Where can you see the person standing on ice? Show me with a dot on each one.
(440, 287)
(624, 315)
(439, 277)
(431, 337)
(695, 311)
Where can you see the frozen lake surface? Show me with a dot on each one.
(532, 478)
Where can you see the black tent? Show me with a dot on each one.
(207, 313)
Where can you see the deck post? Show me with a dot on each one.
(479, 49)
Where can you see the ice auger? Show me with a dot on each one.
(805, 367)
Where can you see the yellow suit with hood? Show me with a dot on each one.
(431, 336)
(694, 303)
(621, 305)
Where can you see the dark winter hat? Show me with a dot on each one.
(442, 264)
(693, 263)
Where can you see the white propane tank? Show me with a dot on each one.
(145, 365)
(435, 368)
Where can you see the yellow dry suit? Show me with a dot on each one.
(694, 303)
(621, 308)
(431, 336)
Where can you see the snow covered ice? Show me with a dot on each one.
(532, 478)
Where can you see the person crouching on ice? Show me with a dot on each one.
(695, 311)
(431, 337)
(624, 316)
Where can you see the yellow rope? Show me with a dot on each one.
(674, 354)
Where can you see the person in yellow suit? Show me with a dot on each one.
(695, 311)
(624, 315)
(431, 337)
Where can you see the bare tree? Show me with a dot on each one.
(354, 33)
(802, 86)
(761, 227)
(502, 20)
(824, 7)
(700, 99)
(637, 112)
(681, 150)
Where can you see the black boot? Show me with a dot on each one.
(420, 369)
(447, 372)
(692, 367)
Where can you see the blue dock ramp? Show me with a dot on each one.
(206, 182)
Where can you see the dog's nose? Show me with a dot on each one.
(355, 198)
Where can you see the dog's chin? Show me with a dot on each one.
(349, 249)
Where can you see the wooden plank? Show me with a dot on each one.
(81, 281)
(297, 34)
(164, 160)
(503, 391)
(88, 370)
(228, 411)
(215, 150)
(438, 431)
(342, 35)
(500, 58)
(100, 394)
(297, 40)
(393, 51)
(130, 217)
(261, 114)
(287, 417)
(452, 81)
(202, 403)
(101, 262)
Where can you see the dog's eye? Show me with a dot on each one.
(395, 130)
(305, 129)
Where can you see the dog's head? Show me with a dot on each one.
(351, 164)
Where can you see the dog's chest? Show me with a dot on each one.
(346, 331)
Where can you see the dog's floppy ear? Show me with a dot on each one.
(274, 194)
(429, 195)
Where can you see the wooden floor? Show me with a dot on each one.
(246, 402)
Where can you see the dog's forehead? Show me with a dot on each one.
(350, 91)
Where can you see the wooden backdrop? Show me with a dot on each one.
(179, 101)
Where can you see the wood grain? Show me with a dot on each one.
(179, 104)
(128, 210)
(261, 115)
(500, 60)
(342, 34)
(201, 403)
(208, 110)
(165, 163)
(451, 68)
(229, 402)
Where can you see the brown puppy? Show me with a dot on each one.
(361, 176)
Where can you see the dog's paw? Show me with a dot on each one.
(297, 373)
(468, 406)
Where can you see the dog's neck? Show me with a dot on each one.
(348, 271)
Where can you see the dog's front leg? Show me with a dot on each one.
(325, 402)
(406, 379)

————————

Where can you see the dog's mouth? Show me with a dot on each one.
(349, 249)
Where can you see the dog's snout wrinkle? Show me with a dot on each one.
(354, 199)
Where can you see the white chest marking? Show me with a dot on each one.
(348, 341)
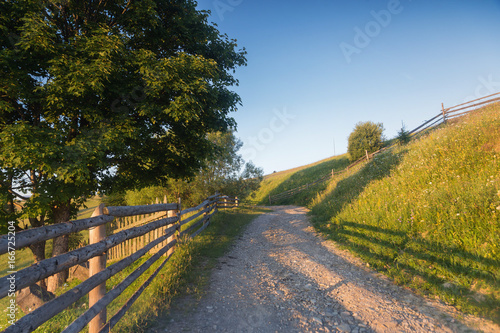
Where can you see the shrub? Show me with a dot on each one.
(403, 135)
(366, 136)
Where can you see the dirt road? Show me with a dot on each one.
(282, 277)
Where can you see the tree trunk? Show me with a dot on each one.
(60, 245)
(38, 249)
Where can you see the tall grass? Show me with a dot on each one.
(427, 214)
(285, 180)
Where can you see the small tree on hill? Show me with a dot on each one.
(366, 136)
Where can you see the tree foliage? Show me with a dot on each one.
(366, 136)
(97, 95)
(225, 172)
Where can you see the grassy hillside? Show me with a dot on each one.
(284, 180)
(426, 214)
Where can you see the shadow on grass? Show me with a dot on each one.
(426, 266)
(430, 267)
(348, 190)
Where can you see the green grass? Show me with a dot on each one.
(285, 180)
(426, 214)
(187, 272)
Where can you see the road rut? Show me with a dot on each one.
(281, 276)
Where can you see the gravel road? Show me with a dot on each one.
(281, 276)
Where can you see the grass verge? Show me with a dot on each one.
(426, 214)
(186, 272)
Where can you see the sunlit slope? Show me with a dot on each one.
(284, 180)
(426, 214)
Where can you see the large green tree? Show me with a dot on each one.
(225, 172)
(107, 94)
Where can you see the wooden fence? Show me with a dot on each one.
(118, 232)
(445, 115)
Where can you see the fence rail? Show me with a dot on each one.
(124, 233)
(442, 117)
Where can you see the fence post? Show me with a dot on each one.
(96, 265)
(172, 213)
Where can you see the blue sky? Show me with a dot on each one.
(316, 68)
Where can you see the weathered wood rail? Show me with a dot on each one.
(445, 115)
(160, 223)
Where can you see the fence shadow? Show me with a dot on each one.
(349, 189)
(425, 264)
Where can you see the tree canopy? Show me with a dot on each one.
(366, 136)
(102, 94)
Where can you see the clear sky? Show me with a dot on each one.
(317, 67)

————————

> **YOUR INSTRUCTIONS**
Report how many lines of the data above contain the word "black". Give only the number.

> **WORKED ANSWER**
2